= Aim =
Could you extract every entry below and reproduce it exactly?
=== Dataset extract ===
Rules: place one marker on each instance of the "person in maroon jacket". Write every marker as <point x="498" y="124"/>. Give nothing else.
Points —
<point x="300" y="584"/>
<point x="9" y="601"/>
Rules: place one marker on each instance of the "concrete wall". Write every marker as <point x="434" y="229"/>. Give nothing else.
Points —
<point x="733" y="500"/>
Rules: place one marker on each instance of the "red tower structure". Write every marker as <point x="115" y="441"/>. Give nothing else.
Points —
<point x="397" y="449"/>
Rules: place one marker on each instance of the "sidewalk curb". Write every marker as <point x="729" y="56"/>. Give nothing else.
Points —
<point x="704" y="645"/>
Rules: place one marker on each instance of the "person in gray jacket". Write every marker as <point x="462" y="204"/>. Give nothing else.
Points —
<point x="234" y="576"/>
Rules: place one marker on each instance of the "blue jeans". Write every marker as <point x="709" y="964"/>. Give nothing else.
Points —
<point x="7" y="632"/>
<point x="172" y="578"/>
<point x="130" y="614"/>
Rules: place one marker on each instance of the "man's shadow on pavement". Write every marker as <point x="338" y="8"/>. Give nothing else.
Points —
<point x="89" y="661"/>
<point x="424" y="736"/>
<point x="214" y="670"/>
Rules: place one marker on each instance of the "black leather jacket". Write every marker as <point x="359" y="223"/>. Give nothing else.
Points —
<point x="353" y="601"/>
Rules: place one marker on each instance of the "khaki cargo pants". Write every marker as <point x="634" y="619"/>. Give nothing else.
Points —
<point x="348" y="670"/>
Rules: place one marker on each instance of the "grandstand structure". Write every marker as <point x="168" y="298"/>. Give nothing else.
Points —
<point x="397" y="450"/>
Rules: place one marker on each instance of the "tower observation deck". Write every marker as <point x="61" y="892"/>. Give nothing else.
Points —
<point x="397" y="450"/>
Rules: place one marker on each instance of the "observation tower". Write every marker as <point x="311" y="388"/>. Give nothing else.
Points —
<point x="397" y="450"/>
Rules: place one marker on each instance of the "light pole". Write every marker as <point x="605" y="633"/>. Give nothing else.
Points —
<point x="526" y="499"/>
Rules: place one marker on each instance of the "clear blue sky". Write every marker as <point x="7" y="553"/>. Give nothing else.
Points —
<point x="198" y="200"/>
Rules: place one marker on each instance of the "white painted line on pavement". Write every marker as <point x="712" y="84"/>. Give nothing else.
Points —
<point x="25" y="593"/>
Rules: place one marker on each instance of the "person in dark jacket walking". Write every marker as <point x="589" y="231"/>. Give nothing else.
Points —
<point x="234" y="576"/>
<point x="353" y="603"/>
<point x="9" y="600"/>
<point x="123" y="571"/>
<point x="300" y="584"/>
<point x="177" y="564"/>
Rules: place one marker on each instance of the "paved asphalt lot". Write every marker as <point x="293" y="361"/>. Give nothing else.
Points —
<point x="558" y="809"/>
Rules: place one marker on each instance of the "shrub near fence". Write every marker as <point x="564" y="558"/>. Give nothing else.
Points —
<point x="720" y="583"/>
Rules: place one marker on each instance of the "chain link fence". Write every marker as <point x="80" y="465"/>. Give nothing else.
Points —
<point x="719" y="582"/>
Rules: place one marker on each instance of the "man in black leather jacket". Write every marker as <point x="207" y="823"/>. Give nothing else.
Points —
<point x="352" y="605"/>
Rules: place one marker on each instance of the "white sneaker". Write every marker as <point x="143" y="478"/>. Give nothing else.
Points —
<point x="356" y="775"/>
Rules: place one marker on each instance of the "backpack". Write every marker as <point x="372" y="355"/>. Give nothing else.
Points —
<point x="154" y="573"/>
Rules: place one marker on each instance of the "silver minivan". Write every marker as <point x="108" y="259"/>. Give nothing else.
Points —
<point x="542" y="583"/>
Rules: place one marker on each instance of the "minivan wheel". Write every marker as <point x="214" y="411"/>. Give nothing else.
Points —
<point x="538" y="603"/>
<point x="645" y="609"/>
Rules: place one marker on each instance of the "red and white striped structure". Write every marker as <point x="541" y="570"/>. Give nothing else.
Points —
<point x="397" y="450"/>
===
= The result =
Rules: place one marker on each instance of the "person in maroon jacket". Write every marker as <point x="498" y="124"/>. Give nothing else.
Points —
<point x="300" y="584"/>
<point x="9" y="601"/>
Rules: place one marker on each instance of the "concrete wall". Write every marker as <point x="434" y="229"/>. Give nothing else.
Points —
<point x="733" y="500"/>
Rules: place one marker on each instance of the "red tower structure". Write every marker as <point x="115" y="441"/>. Give nothing else.
Points —
<point x="397" y="449"/>
Rules: place one marker on each instance of the "sidewalk curb". Write every marker as <point x="729" y="56"/>. Give nothing else.
Points —
<point x="704" y="645"/>
Rules: place one marker on each instance of the "person in gray jacket". Write every marker as <point x="462" y="204"/>. Give nothing else.
Points —
<point x="234" y="576"/>
Rules: place one marker on each instance of the "blue jeans". Write every marker as <point x="709" y="964"/>. Give nothing else.
Points —
<point x="7" y="632"/>
<point x="172" y="578"/>
<point x="130" y="614"/>
Rules: place one marker on each instance of the "man's shadow on pavement". Write every marker as <point x="338" y="8"/>. Give nothing else.
Points —
<point x="89" y="661"/>
<point x="424" y="736"/>
<point x="214" y="670"/>
Rules: place one marker on each instance of the "black leather jacket". Write every marker as <point x="359" y="223"/>. Give nothing else.
Points —
<point x="353" y="601"/>
Rules: place one marker on each instance of the "khaki cargo pants". Write every marker as <point x="634" y="619"/>. Give nothing else.
Points —
<point x="348" y="670"/>
Rules: place one marker on each instance of the "grandstand structure". Write every marker as <point x="168" y="298"/>. Give nothing else.
Points —
<point x="397" y="450"/>
Rules: place one marker on each instance of the "tower observation deck". Write every marker as <point x="61" y="892"/>. Give nothing else.
Points —
<point x="397" y="450"/>
Rules: place one marker on each instance of the "observation tower". Write every marker as <point x="311" y="388"/>. Give nothing else.
Points —
<point x="397" y="450"/>
Rules: place one marker on each instance of the "light pole". Write every marker as <point x="605" y="633"/>. Give nothing else.
Points —
<point x="526" y="499"/>
Rules: place one marker on each instance of the "clear blue sky". Write every marker as <point x="7" y="553"/>. Give nothing else.
Points —
<point x="198" y="200"/>
Rules: place one marker on each instance of the "white painted line on pavement". Write every marker as <point x="712" y="84"/>. Give nothing else.
Points —
<point x="25" y="593"/>
Rules: place one marker on each instance of the "person in dark jacket walking". Write every marker as <point x="589" y="231"/>. Give nothing else.
Points —
<point x="234" y="576"/>
<point x="353" y="603"/>
<point x="9" y="600"/>
<point x="123" y="571"/>
<point x="300" y="584"/>
<point x="177" y="564"/>
Rules: place one marker on each instance of the "paved asphalt lot". Write every marker as <point x="293" y="361"/>. Give nothing else.
Points —
<point x="558" y="809"/>
Rules: place one marker on each instance of the "shrub near fence". Write every marker as <point x="564" y="558"/>. Give nothing else.
Points —
<point x="720" y="583"/>
Rules: place one marker on each instance of the "chain link fence". Write every marker as <point x="80" y="465"/>. Give nothing else.
Points —
<point x="719" y="582"/>
Rules: place one marker on each instance of the "man in black leather jacket". Write every marker as <point x="207" y="823"/>. Give nothing else.
Points —
<point x="352" y="605"/>
Rules: place one marker on each instance of the "white sneaker". Write every marker as <point x="143" y="478"/>. Give nothing else.
Points —
<point x="356" y="775"/>
Rules: place one marker on each instance of the "backpack". Write every marker as <point x="372" y="355"/>. Give nothing else.
Points —
<point x="154" y="573"/>
Rules: place one marker on each instance of the "silver minivan". Write every marker as <point x="108" y="259"/>. Give nothing else.
Points —
<point x="542" y="583"/>
Rules: place one marker on each instance of the "minivan wheel". Write every marker as <point x="214" y="411"/>. Give nothing else.
Points —
<point x="538" y="603"/>
<point x="645" y="609"/>
Rules: place one marker on each instance of the "red and white striped structure". Write every marker as <point x="541" y="570"/>. Give nothing else.
Points —
<point x="397" y="450"/>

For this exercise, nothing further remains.